** Opening Provided records block **

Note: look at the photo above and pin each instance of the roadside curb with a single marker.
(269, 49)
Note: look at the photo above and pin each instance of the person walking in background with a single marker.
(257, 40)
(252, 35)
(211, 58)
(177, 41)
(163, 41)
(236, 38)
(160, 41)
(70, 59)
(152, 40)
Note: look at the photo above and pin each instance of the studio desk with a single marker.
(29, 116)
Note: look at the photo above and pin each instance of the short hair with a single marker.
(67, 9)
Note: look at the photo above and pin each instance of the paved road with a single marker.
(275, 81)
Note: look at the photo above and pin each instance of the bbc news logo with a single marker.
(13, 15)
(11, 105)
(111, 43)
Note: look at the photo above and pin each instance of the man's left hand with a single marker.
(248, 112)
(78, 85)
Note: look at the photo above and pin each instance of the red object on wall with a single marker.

** Closing Provided records block **

Activity:
The expected response consists solely of the lines from the one with "road with a single marker." through the end of the records, repeated exactly.

Output:
Note: look at the photo above and pin each instance of the paved road with a single marker.
(275, 81)
Note: look at the photo above and pin each instance of the bbc news logo with a single marker.
(13, 15)
(11, 105)
(111, 43)
Note: look at the photo above and pin each instance of the man's left hand with a single marker.
(248, 112)
(78, 85)
Note: look at the photo above and pin each instance of the red object on wall with a single marker.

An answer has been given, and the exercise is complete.